** GOAL OF THE EXERCISE **
Starting at the line that holds "Target: purple flower", copy every line exactly through the end of the data, and no others.

** MATERIAL PROVIDED **
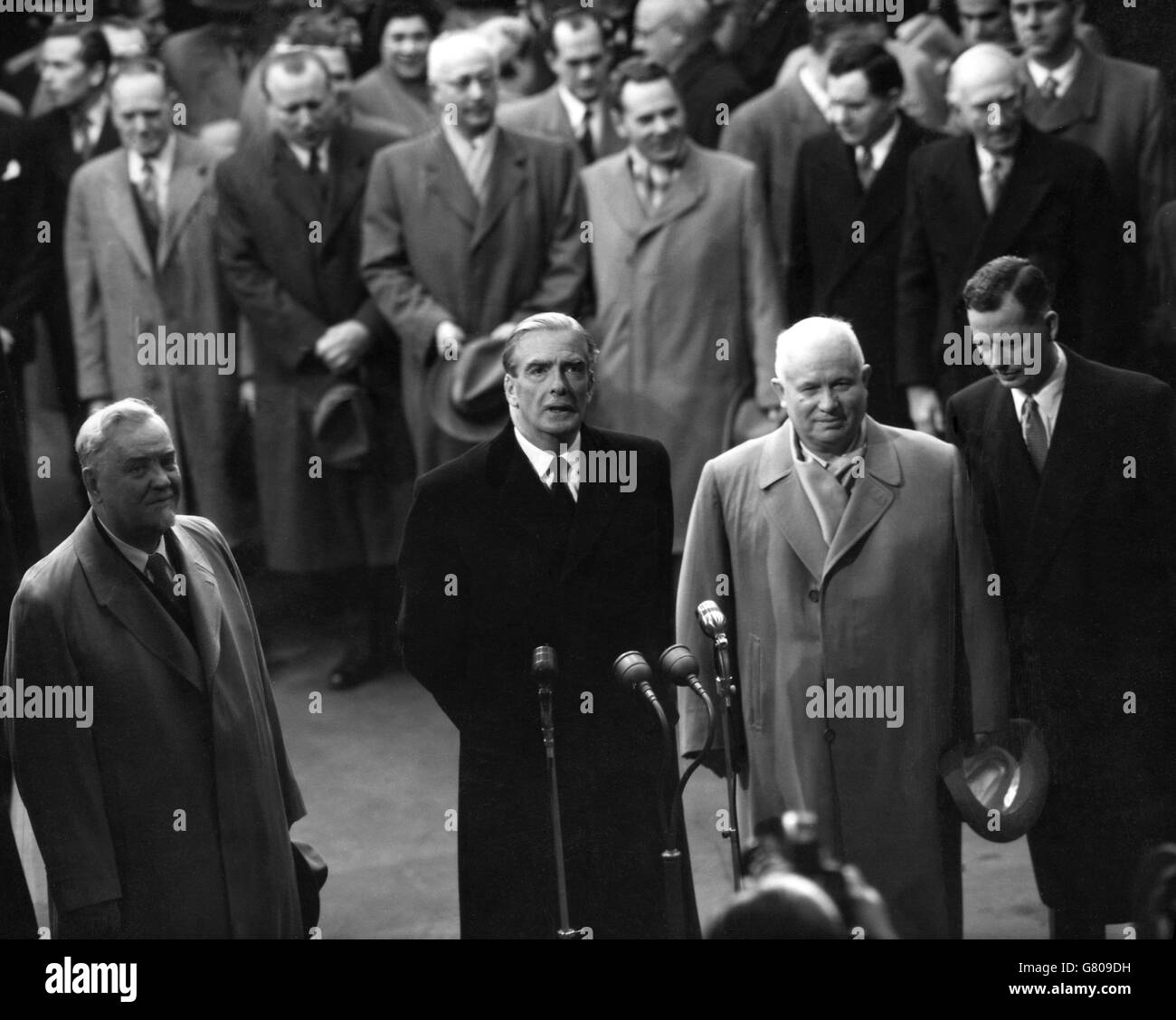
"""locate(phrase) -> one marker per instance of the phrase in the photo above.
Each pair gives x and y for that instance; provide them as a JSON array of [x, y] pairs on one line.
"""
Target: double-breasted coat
[[887, 604], [489, 573], [290, 259], [687, 307], [1086, 558], [120, 290], [176, 800]]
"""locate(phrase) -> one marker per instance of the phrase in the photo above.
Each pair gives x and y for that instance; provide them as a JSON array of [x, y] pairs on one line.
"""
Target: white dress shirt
[[161, 168], [1063, 75], [1049, 396], [545, 467]]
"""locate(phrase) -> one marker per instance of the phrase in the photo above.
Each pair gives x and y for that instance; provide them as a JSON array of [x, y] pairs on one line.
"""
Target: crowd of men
[[356, 248]]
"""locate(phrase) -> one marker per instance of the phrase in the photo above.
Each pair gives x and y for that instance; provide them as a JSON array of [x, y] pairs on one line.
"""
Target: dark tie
[[587, 148], [164, 581], [1034, 431], [865, 167]]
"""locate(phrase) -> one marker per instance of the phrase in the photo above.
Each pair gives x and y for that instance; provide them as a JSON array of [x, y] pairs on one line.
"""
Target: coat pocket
[[753, 683]]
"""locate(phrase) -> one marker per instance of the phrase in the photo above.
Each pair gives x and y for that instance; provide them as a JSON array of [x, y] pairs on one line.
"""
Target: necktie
[[164, 581], [991, 184], [1034, 431], [81, 128], [148, 191], [865, 167], [587, 146]]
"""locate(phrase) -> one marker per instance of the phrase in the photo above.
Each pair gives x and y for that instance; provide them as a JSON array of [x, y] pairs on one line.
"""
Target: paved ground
[[377, 769]]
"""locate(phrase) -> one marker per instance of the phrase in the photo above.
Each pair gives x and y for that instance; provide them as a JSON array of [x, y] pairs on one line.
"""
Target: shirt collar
[[541, 459], [138, 557], [463, 148], [1063, 75], [801, 452], [1049, 396], [163, 161], [881, 148]]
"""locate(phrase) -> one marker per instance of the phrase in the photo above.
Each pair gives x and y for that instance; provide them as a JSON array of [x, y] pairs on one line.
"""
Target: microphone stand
[[547, 722], [726, 686]]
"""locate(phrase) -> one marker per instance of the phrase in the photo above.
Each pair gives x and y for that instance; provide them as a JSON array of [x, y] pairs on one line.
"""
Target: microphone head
[[544, 665], [678, 663], [710, 618], [631, 668]]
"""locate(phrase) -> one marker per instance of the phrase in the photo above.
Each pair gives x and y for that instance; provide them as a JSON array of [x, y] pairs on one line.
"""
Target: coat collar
[[791, 512], [512, 477], [112, 580]]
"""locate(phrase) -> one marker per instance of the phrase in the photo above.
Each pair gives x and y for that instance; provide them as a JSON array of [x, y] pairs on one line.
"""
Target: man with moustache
[[595, 561], [839, 548], [467, 231], [167, 812], [573, 109], [141, 257], [1074, 465]]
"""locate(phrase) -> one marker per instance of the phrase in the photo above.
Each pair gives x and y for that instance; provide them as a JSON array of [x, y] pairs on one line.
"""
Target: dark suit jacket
[[1086, 561], [1053, 211], [845, 250], [547, 116], [431, 253], [293, 281], [175, 725], [477, 522], [705, 81]]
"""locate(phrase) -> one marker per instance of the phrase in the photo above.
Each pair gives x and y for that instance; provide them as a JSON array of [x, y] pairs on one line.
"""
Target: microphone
[[544, 666], [634, 673], [678, 665]]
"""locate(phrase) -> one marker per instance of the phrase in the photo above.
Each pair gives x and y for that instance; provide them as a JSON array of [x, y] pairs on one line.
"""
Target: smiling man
[[847, 550], [513, 546], [169, 815]]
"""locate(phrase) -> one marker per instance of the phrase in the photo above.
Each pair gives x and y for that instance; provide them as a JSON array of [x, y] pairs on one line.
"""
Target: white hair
[[95, 431], [818, 329], [450, 45]]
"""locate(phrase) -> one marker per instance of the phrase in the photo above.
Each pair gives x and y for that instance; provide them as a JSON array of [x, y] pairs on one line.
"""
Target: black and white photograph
[[588, 470]]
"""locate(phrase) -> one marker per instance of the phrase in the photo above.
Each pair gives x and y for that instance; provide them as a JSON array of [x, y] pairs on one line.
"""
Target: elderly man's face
[[984, 22], [551, 388], [404, 46], [1045, 28], [141, 113], [654, 32], [989, 107], [301, 107], [653, 120], [467, 86], [136, 482], [65, 77], [823, 391]]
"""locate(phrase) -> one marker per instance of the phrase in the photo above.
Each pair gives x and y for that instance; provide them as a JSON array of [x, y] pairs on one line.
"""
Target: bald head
[[984, 92], [821, 383]]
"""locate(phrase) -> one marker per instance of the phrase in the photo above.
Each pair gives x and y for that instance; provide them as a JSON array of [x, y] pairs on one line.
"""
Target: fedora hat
[[465, 395], [1007, 774], [344, 426]]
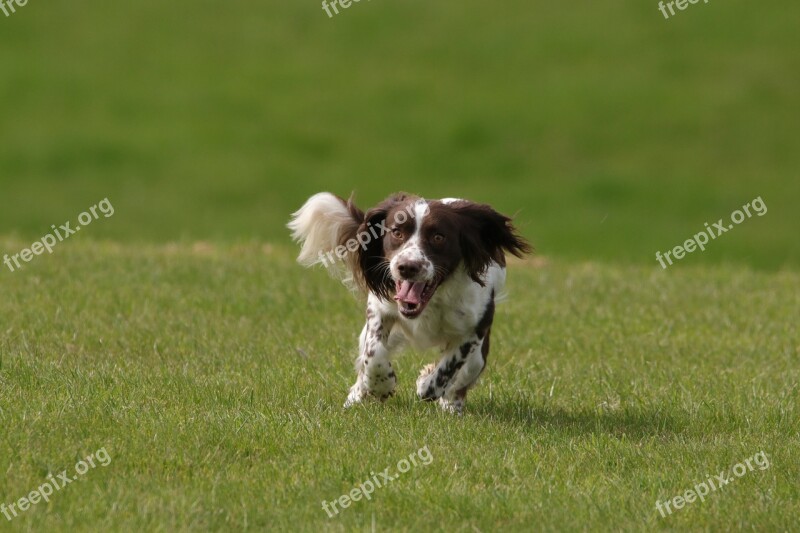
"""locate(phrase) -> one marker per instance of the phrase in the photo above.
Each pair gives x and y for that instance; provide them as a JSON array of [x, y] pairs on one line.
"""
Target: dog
[[432, 271]]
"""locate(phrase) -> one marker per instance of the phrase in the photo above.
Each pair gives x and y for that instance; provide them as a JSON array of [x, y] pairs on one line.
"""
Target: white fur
[[319, 226]]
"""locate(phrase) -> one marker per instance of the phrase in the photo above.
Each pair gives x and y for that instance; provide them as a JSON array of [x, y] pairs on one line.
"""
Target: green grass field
[[219, 401], [180, 336]]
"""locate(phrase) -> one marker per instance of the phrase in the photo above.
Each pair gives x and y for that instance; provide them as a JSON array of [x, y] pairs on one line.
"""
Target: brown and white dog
[[431, 269]]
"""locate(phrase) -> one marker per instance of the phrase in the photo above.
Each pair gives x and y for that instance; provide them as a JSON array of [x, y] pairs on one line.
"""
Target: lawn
[[179, 339], [214, 376]]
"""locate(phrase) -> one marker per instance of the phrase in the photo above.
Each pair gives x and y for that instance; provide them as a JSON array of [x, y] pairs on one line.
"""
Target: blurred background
[[608, 131]]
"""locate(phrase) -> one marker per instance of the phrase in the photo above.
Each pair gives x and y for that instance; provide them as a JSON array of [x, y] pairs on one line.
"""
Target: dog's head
[[418, 244]]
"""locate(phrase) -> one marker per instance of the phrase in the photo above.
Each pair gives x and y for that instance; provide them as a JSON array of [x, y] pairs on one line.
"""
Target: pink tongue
[[409, 292]]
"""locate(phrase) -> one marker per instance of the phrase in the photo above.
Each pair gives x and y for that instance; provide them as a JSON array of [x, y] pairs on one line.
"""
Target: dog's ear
[[485, 237], [374, 268]]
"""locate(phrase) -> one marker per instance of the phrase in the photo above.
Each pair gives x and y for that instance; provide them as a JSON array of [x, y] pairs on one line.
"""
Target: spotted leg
[[459, 369], [376, 377]]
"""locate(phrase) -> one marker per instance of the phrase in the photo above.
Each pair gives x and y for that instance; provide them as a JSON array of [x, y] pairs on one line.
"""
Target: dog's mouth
[[413, 296]]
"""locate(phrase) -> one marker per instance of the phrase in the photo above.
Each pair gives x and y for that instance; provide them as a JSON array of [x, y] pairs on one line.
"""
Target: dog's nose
[[409, 269]]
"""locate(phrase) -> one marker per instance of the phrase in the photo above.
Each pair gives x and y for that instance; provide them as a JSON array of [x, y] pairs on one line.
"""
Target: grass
[[214, 377], [180, 335]]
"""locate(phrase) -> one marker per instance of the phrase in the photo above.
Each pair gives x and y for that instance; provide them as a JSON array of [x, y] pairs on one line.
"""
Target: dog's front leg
[[434, 381], [376, 377]]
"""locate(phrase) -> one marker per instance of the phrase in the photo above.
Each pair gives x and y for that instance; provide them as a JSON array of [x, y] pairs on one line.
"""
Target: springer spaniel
[[432, 270]]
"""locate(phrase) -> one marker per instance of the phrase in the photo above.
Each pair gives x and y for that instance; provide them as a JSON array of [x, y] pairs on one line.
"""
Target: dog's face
[[424, 242]]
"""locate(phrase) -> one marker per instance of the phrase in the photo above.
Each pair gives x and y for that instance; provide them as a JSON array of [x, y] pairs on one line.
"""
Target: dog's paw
[[357, 395], [426, 389], [455, 407]]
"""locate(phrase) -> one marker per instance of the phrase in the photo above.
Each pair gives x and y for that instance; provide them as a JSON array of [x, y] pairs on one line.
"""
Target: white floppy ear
[[318, 225], [323, 224]]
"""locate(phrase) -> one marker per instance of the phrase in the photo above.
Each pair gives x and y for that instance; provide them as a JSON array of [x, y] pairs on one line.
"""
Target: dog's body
[[432, 271]]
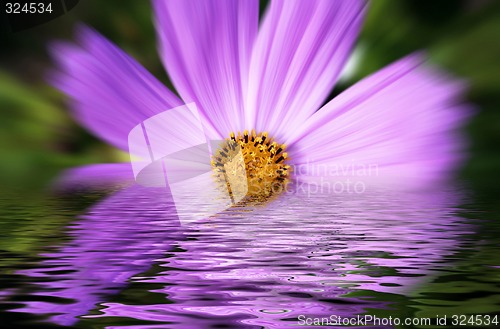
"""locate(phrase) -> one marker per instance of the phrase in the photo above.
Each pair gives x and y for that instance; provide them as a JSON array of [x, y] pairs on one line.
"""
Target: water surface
[[123, 259]]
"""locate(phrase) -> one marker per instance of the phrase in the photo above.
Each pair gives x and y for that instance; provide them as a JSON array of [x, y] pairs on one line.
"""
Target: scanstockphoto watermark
[[342, 169], [363, 320]]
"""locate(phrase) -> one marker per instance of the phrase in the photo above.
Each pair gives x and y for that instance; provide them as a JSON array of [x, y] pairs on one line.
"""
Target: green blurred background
[[38, 138]]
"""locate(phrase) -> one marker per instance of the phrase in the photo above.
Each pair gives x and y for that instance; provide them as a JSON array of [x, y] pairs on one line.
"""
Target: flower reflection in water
[[255, 267], [115, 240]]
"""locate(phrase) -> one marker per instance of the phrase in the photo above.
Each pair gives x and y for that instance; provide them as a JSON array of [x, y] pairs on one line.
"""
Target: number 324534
[[28, 8]]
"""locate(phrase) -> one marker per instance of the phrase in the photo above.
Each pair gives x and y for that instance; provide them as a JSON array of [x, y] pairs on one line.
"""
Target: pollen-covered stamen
[[264, 159]]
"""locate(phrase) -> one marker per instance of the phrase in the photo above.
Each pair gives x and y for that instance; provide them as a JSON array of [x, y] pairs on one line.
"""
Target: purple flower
[[271, 77]]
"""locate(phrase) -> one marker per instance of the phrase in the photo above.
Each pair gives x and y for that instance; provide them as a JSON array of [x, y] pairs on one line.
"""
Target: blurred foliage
[[40, 138]]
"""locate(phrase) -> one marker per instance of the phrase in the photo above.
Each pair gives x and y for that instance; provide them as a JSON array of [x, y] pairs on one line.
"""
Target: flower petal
[[205, 46], [401, 122], [110, 92], [299, 54], [96, 175]]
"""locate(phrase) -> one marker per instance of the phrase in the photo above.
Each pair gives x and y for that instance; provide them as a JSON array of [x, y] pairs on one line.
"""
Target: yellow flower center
[[267, 173]]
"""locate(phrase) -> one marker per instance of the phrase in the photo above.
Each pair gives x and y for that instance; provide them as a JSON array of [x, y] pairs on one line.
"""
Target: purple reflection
[[112, 242]]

** RESPONSE TO THIS TASK **
Target: purple flower
[[271, 77]]
"""locate(phrase) -> one marker per instance of the phrase in the photo above.
Each pair gives x and y for that instance; provide them as a JSON array of [x, y] pairs on one line.
"""
Target: blurred foliage
[[40, 138]]
"""locate(phrase) -> one marker per instance of the phrase in the photo above.
Each pair gives x and y for that instance; provide them as a JSON array of [x, y] pairs on one line.
"""
Target: flower petal
[[205, 46], [401, 122], [110, 92], [299, 54], [96, 175]]
"""locate(phrase) -> one marker per instance of the phrase in the photo above.
Each pair gives x and y for that instance; provide them as a JSON array of [x, y] pairs on one line.
"""
Target: yellow flower center
[[267, 173]]
"""locate(phrase) -> one marker per instance of the phrase in the photo above.
Each pair gives x and y for that instance; provide them as a JSON array of [x, y] pairs on one line.
"""
Target: purple reflection
[[112, 242]]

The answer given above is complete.